Problem. Lay out every line of the records as a Markdown table with the columns "Row" and "Line", numbering the rows and skipping blank lines. Omit the pictures.

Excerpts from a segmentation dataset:
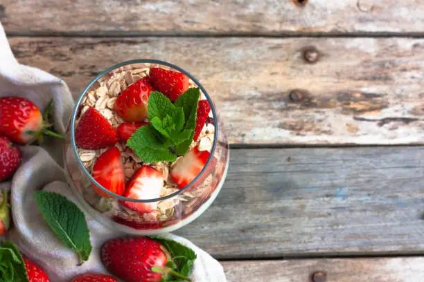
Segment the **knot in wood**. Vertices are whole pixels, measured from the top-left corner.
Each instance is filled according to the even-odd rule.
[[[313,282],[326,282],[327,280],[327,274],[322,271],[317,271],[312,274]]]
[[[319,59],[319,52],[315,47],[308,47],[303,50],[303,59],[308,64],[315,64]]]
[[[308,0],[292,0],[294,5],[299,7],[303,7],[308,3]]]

Exercise response.
| Row | Line |
|---|---|
| 1 | Segment the **knot in wood**. Vertices are whole pixels, measured from the top-left corner. |
| 2 | Each instance is filled according to the even-odd rule. |
| 3 | [[[313,282],[326,282],[327,280],[327,274],[322,271],[317,271],[312,274]]] |
| 4 | [[[319,59],[319,52],[315,47],[308,47],[303,50],[303,59],[308,64],[315,64]]] |
| 5 | [[[308,0],[292,0],[294,5],[299,7],[303,7],[308,3]]] |